■ **WHAT THE TASK REQUIRES**: Each record is to be printed exactly as given, down to the last mark.

Saved entries:
------------------------------------------------------------------------

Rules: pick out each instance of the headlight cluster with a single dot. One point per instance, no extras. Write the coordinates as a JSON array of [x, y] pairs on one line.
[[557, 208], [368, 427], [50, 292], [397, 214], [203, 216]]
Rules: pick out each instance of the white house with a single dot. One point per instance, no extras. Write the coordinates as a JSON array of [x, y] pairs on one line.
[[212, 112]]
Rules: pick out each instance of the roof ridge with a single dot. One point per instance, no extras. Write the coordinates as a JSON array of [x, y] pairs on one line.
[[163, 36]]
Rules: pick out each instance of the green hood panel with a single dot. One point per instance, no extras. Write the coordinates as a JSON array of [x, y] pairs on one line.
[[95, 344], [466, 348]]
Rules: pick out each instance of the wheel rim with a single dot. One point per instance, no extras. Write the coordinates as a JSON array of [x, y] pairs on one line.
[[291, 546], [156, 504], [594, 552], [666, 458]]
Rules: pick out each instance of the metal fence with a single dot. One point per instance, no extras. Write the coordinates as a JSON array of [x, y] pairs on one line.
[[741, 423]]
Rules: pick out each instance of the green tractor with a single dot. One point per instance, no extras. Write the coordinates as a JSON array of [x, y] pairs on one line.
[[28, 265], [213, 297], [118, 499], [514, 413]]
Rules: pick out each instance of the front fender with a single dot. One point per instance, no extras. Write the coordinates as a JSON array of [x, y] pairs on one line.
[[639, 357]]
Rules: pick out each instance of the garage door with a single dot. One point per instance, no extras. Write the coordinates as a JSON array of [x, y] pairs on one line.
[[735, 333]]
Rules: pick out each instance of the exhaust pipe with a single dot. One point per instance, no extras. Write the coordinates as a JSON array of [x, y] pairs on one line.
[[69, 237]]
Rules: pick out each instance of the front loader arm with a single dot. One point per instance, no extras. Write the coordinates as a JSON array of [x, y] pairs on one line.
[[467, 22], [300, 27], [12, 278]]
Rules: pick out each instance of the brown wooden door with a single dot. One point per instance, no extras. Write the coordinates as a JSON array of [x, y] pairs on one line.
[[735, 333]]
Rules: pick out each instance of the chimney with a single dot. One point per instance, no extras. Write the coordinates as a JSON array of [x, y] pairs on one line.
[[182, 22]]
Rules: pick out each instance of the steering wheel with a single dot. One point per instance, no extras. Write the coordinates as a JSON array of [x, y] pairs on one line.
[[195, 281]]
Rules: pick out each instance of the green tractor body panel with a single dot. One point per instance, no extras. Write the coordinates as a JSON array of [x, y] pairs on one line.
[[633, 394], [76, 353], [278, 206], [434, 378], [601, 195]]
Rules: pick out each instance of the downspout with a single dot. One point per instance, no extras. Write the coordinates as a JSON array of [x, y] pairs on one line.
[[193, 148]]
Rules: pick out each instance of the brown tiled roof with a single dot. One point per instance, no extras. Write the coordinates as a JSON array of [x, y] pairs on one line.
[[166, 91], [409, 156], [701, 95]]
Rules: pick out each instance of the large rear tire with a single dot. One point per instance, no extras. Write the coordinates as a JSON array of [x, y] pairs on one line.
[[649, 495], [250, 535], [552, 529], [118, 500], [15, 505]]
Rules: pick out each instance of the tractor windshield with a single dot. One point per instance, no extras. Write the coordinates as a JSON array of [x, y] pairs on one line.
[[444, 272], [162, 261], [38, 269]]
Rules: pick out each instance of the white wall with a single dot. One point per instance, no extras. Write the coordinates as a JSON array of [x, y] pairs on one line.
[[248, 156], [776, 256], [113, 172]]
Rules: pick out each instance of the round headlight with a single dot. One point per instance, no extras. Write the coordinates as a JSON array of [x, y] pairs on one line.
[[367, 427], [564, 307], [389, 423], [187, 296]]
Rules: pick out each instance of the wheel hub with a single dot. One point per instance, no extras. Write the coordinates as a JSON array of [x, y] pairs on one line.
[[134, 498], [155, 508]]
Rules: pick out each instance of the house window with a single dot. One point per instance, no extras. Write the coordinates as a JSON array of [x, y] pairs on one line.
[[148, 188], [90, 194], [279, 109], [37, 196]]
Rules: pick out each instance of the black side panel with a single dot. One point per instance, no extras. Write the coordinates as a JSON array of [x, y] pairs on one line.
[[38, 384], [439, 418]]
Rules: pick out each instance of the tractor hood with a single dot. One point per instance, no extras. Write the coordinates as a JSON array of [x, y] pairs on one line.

------------------------------------------------------------------------

■ **PROBLEM SOLUTION**:
Rules: pick out each instance of the headlight cluster with a single dot. One point per instance, no extras. Write the coordinates as a JSON array of [x, y] pairs on one line.
[[557, 208], [368, 427], [50, 292], [397, 214], [203, 216]]
Rules: pick out each instance of the white house with a single dot. One point per instance, no extras. Write the coordinates as a JSON array of [x, y] pairs on one line.
[[212, 112]]
Rules: pick out each instance of the roof ridge with a single dot. One point per instance, no extras. Write the coordinates as a JSON array of [x, y] pairs on one line.
[[163, 36]]
Rules: pick out each instance of the green hood panel with a single dot. One point per instance, no extras. Write the coordinates as a JSON array of [x, y] pairs on one line.
[[95, 344], [466, 348]]
Rules: pick out each instance of the wheel rim with a single dot. One point per instance, no extras. Write the coordinates as a JSON array of [x, y] pairs on one line.
[[291, 546], [156, 504], [594, 552], [666, 458]]
Rules: pick out each instance of the metal fence with a single dot. One point per instance, no extras. Write the coordinates as a JSON array of [x, y] pairs on one line.
[[741, 423]]
Rules: pick out each instance of the green tractor with a single dot. One point per instance, no extras. Write the coordinates as a JSON array of [x, y] pairs on one line.
[[28, 265], [213, 297], [118, 499], [514, 413]]
Rules: pick out each instance of the front fender with a single dot. One point per instance, no extras. Write the coordinates as a JSON array of [x, y] pairs on one line.
[[639, 357]]
Rules: pick out each instance of the garage door with a single dot. One point per instance, no extras. Write the coordinates as a JSON array of [x, y] pairs on one line.
[[735, 333]]
Rules: pick out each instance of the exhaust pipe with a single dot. One point per instance, no extras. Write the coordinates as a JSON array of [x, y] pairs on one line.
[[69, 237]]
Rules: pick out each instance of the front loader arm with a single dot. One point per instance, no extras. Write the coordinates as a JSON array of [x, y] pairs on one line.
[[467, 22], [300, 27], [12, 278]]
Rules: pick out each instance of the brown wooden door with a single dot. One point per instance, no extras. Write the coordinates as a JSON array of [x, y] pairs on one line.
[[735, 333]]
Rules: pick out each instance of the chimney with a single dot. One point per instance, no extras. Write the coordinates as a JSON array of [x, y] pairs on one line.
[[182, 22]]
Rules: pick out each instance of the steering wheel with a single dot. One point per instance, no extras. Write the coordinates as a JSON array of [x, y] pairs on one line.
[[195, 281]]
Rules: pick out each instance of the green tractor body panel with a single dot. One point per instance, no extras. Write the coordinates as a JSON array of [x, y] pairs on one line.
[[633, 394], [76, 353], [278, 206], [434, 378], [601, 195]]
Rules: pick out each instance of the downspout with a single dot. One point per instance, no extras. Write the coordinates as a JSON array of [x, y] pairs on one line.
[[193, 148]]
Rules: pick out each instance of the brown tiled roof with a single dot. One point per instance, no extras. Write the coordinates as a JSON array of [x, y] pairs on one line.
[[166, 91], [409, 156], [701, 95]]
Rules: pick out each instance of the large rear tire with a single dot. One point per instance, no extras. Write the coordinates as a JSON array of [x, y] pairs on one line.
[[649, 495], [250, 535], [552, 529], [118, 500], [15, 505]]
Rules: pick out each instance of the tractor windshield with a single dot. One point per instance, no extras. Write the coordinates as a JSON array of [x, y] pairs on one line.
[[444, 272], [162, 261], [38, 269]]
Rules: pick out each instance of the white wall with a single dot. One point per instance, no extras. Write the coordinates as a JSON array of [x, y] pairs on one line.
[[248, 156], [776, 256], [113, 172]]
Rules: pick out each instance of the round headlight with a single dot. One point per instance, no extras. Write the coordinates as a JSON array of [x, y] pairs on one line.
[[367, 427], [564, 307], [389, 423], [187, 296]]
Rules: pick out each instance of the wheel hub with a single dot. One point per instance, no extras. Write the coordinates as a JSON array of [x, y] pairs on one line.
[[134, 498], [155, 508]]
Rules: pick out each instance of the house window with a single dot. One point per instance, no extras. Write the coordinates as a JSON array of [x, y] pairs on one line.
[[148, 188], [90, 194], [279, 109], [37, 196]]
Rules: pick out each instance of the black side panel with a single dot. One point per instance, no extras. Write the coordinates as a JSON array of [x, y] pairs on one line.
[[38, 384], [439, 418]]
Rules: pick out each instance of the tractor hood with a single dot. One point per instance, no extras. Write the coordinates as a JSON array of [x, y] pairs on one line.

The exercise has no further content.